» **Task instructions**
Reproduce the following lines verbatim, keeping every character, space, and line break unchanged.

=======

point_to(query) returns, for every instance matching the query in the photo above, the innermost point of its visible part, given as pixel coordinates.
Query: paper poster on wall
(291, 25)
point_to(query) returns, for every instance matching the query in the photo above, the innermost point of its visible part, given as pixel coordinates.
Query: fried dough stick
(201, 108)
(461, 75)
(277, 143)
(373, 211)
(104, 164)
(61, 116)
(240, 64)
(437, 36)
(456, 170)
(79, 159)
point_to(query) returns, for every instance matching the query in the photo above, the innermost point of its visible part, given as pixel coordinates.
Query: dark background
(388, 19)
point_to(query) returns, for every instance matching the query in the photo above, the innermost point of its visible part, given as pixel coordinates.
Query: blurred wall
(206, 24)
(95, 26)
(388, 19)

=======

» **Answer for the task**
point_to(query) returns, for every instance matching the query in the photo above, the innermost point of its visible part, given as pixel coordinates.
Query: paper poster on wall
(291, 25)
point_to(query) returns, for every instance matching the query in the photo above, the innermost point of its visible part, given as pixel coordinates.
Query: fried dough stick
(201, 108)
(461, 75)
(277, 143)
(373, 211)
(104, 164)
(61, 116)
(240, 64)
(437, 36)
(456, 170)
(79, 159)
point_to(query) returns, for every instance matching the query in the photo above, the innermost point of its visible part, given as pixel coordinates.
Query: dark background
(388, 19)
point_to(query) returns, for every instance matching the query in the photo above, the innermost point of its visible part, given as pixel coordinates.
Query: blurred wall
(206, 24)
(95, 26)
(388, 19)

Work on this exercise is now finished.